Task input —
* Start *

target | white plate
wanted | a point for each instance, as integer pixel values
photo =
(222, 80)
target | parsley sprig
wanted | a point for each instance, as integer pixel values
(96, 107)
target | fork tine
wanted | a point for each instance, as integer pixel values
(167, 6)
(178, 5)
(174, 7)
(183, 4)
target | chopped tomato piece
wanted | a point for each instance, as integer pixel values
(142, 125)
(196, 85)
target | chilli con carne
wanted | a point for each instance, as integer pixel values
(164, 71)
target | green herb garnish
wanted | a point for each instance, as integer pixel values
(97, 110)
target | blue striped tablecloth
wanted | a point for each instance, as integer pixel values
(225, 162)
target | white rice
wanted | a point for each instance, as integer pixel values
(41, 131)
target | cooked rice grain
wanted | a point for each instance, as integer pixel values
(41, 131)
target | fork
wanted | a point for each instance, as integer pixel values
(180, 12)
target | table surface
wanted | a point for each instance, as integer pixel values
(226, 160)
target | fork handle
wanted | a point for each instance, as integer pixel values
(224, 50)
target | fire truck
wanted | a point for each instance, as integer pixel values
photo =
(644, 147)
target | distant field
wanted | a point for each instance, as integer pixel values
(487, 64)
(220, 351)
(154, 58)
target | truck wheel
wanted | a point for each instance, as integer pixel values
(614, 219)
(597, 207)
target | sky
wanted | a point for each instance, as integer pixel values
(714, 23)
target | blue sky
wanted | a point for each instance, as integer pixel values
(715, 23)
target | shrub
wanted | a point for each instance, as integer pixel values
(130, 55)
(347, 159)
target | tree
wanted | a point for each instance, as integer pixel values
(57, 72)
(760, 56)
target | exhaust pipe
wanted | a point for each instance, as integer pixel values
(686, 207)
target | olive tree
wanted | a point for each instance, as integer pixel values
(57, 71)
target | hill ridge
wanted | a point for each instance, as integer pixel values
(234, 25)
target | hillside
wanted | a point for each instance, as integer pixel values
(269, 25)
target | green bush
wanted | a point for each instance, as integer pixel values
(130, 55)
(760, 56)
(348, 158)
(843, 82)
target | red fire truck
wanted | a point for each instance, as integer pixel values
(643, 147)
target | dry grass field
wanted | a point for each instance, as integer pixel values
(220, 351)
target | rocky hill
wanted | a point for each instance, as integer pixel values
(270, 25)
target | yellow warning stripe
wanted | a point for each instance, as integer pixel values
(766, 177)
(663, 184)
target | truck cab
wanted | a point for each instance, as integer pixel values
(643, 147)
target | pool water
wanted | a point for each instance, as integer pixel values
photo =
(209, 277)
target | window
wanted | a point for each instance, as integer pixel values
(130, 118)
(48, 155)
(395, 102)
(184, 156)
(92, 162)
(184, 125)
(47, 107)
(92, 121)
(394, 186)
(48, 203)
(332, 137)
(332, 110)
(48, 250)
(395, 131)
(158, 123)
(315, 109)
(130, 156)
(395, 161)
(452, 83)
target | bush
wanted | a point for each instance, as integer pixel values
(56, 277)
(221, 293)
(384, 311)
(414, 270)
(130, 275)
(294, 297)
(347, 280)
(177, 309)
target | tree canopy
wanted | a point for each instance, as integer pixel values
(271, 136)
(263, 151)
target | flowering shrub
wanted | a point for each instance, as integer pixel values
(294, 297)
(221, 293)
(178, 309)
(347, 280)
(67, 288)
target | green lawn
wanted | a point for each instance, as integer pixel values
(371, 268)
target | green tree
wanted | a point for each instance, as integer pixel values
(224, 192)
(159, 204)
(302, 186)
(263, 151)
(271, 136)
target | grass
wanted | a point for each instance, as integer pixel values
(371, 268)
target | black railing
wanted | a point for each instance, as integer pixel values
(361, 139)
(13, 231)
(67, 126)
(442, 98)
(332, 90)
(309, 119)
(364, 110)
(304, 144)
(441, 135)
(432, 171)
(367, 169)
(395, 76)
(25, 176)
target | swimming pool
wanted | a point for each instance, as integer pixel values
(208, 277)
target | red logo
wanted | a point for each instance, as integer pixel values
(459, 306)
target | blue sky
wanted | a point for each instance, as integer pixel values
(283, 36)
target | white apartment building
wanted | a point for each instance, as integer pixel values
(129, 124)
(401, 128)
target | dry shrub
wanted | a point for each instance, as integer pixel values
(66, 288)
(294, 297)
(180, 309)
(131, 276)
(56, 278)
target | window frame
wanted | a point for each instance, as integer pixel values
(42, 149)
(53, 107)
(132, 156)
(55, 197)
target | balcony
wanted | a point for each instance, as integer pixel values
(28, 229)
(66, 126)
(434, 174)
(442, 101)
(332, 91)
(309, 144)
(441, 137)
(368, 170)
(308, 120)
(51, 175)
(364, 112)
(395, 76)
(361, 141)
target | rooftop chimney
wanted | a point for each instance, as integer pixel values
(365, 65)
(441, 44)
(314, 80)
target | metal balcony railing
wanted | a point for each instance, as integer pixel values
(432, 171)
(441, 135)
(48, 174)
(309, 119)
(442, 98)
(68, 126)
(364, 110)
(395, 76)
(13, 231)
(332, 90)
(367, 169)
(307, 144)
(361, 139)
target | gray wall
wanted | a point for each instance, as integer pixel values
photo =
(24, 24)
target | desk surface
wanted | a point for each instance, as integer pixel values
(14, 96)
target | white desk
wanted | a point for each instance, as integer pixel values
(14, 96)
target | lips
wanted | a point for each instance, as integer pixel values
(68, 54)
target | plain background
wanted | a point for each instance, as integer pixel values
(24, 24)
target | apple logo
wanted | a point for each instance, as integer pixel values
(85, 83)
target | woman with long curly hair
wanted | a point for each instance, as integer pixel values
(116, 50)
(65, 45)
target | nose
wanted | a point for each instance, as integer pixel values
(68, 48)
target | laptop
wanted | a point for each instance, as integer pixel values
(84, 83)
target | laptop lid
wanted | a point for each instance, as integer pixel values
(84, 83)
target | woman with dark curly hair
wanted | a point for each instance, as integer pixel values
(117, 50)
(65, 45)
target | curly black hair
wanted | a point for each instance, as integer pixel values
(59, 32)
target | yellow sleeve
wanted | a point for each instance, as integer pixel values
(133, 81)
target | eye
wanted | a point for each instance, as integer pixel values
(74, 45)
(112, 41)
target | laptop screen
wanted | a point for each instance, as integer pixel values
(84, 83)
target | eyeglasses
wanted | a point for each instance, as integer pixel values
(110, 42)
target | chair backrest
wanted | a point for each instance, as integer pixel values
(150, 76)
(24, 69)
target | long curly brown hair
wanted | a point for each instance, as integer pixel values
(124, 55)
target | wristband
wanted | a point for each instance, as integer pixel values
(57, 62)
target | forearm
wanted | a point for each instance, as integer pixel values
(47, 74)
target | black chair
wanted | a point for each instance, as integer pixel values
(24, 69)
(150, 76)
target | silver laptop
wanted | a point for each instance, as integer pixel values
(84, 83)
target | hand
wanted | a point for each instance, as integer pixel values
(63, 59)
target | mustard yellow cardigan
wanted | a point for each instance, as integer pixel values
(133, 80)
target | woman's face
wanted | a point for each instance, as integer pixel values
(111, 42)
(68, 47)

* End *

What you have to do — Can you pull out all of the entries above and reproduce them line for line, without changing anything?

The response —
target | white plate
wanted | a point for each instance, as integer pixel values
photo =
(222, 80)
target | parsley sprig
wanted | a point for each instance, as integer pixel values
(96, 107)
target | fork tine
wanted | a point for each instance, as integer pixel values
(167, 6)
(178, 5)
(174, 7)
(183, 4)
target | chopped tomato piece
wanted | a point for each instance, as integer pixel values
(142, 125)
(196, 85)
target | chilli con carne
wanted | a point for each instance, as integer pixel values
(164, 71)
target | green herb garnish
wanted | a point for each instance, as integer pixel values
(97, 110)
target | blue striped tablecloth
wanted | a point for each instance, as integer pixel values
(225, 162)
target | white rice
wanted | a point for each instance, as integer pixel values
(41, 131)
target | cooked rice grain
wanted | a point for each instance, as integer pixel values
(41, 131)
target | fork
wanted | a point for each instance, as integer pixel values
(180, 12)
target | table surface
wanted | a point for each instance, as integer pixel values
(226, 160)
target | fork handle
wanted | a point for each instance, as integer pixel values
(224, 50)
target | fire truck
wanted | a point for each instance, as integer pixel values
photo =
(644, 147)
target | distant field
wanted | a point for each instance, as integer pixel values
(487, 64)
(220, 351)
(154, 58)
target | truck wheel
wanted | a point for each instance, as integer pixel values
(614, 219)
(597, 207)
target | sky
wanted | a point for each instance, as integer pixel values
(714, 23)
target | blue sky
wanted | a point for each instance, as integer pixel values
(715, 23)
target | shrub
wanted | a point for each instance, as integer pixel values
(130, 55)
(347, 159)
target | tree
wanted | a point for each instance, as integer pixel values
(57, 72)
(760, 56)
target | exhaust pipe
wanted | a point for each instance, as integer pixel values
(686, 207)
target | olive tree
wanted | a point for each instance, as integer pixel values
(57, 71)
target | hill ridge
wanted | a point for each instance, as integer pixel values
(234, 25)
target | hillside
wanted | a point for each instance, as integer pixel values
(269, 25)
target | green bush
wanted | a point for each instance, as integer pixel values
(130, 55)
(760, 56)
(348, 158)
(843, 82)
target | red fire truck
wanted | a point for each instance, as integer pixel values
(643, 147)
target | dry grass field
wanted | a point for each instance, as integer pixel values
(220, 351)
target | rocky hill
wanted | a point for each instance, as integer pixel values
(270, 25)
target | yellow warning stripe
wanted | a point for each instance, as integer pixel values
(766, 177)
(663, 184)
target | truck cab
wanted | a point for each instance, as integer pixel values
(643, 147)
target | pool water
wanted | a point for each instance, as integer pixel values
photo =
(209, 277)
target | window
wanted | a point for each instance, as integer pixel values
(130, 118)
(48, 155)
(395, 102)
(184, 156)
(92, 162)
(184, 125)
(47, 107)
(92, 121)
(394, 186)
(48, 203)
(332, 137)
(332, 110)
(48, 250)
(395, 131)
(158, 123)
(315, 109)
(130, 156)
(395, 161)
(452, 83)
target | bush
wanted | a point for each instance, as integer pixel values
(56, 277)
(221, 293)
(384, 311)
(414, 270)
(130, 275)
(294, 297)
(347, 280)
(177, 309)
target | tree canopy
wanted | a point for each instance, as integer pixel values
(271, 136)
(263, 151)
target | flowering shrub
wanted | a point for each instance, as integer pixel values
(294, 297)
(221, 293)
(178, 309)
(347, 280)
(67, 288)
target | green lawn
wanted | a point for each instance, as integer pixel values
(371, 268)
target | green tree
wanted | a point for each instance, as integer pixel values
(224, 192)
(159, 204)
(302, 186)
(263, 151)
(271, 136)
target | grass
wanted | a point for each instance, as integer pixel values
(371, 268)
target | black railing
wanted | a point for each instance, as integer pixel values
(361, 139)
(13, 231)
(67, 126)
(442, 98)
(332, 90)
(309, 119)
(364, 110)
(304, 144)
(441, 135)
(432, 171)
(367, 169)
(395, 76)
(25, 176)
target | swimming pool
wanted | a point for each instance, as integer pixel values
(208, 277)
target | red logo
wanted | a point for each instance, as integer pixel values
(459, 306)
target | blue sky
wanted | a point for each instance, as integer pixel values
(283, 36)
target | white apartment building
wanted | a point for each instance, as integer pixel values
(129, 124)
(401, 128)
target | dry shrub
wanted | a point for each instance, as integer pixel values
(66, 288)
(294, 297)
(180, 309)
(131, 276)
(56, 278)
target | window frame
wanted | a point for each instance, as integer pixel values
(42, 149)
(53, 107)
(132, 156)
(55, 197)
target | balcony
wanted | a point for each instance, as integer pixel values
(28, 229)
(66, 126)
(434, 174)
(442, 101)
(332, 91)
(309, 144)
(441, 137)
(368, 170)
(308, 120)
(51, 175)
(364, 112)
(395, 76)
(361, 141)
target | rooftop chimney
wanted | a point for each instance, as integer pixel values
(365, 65)
(441, 44)
(314, 80)
target | metal balcony railing
wanted | a point for each instance, as integer pixel values
(432, 171)
(441, 135)
(48, 174)
(309, 119)
(442, 98)
(68, 126)
(364, 110)
(395, 76)
(13, 231)
(332, 90)
(367, 169)
(307, 144)
(361, 139)
target | gray wall
wanted | a point for each instance, as integer pixel values
photo =
(24, 24)
target | desk surface
wanted | a point for each instance, as integer pixel values
(14, 96)
target | white desk
wanted | a point for each instance, as integer pixel values
(14, 96)
target | lips
wanted | a point for each instance, as integer pixel values
(68, 54)
target | plain background
wanted | a point for each instance, as integer pixel values
(24, 24)
target | apple logo
wanted | a point for each instance, as integer pixel values
(85, 83)
target | woman with long curly hair
wanted | a point for each instance, as integer pixel values
(116, 50)
(65, 45)
target | nose
wanted | a point for each instance, as integer pixel values
(68, 48)
target | laptop
wanted | a point for each instance, as integer pixel values
(84, 83)
target | laptop lid
wanted | a point for each instance, as integer pixel values
(84, 83)
target | woman with dark curly hair
wanted | a point for each instance, as integer pixel values
(117, 50)
(65, 45)
target | curly black hair
wanted | a point for each instance, as integer pixel values
(59, 32)
target | yellow sleeve
wanted | a point for each instance, as integer pixel values
(133, 81)
target | eye
wanted | a point for each instance, as integer pixel values
(74, 45)
(112, 41)
target | laptop screen
wanted | a point for each instance, as integer pixel values
(84, 83)
target | eyeglasses
wanted | a point for each instance, as integer pixel values
(110, 42)
target | chair backrest
wanted | a point for each instance, as integer pixel values
(150, 76)
(24, 69)
target | long curly brown hair
wanted | a point for each instance, as integer pixel values
(124, 55)
target | wristband
wanted | a point for each instance, as integer pixel values
(57, 62)
target | forearm
wanted | a point for each instance, as integer pixel values
(47, 74)
target | black chair
wanted | a point for each instance, as integer pixel values
(24, 69)
(150, 76)
target | silver laptop
wanted | a point for each instance, as integer pixel values
(84, 83)
target | hand
wanted | a point for each instance, as integer pixel values
(63, 59)
target | mustard yellow cardigan
wanted | a point for each instance, as integer pixel values
(133, 80)
target | woman's face
wanted | a point for each instance, as integer pixel values
(111, 42)
(68, 47)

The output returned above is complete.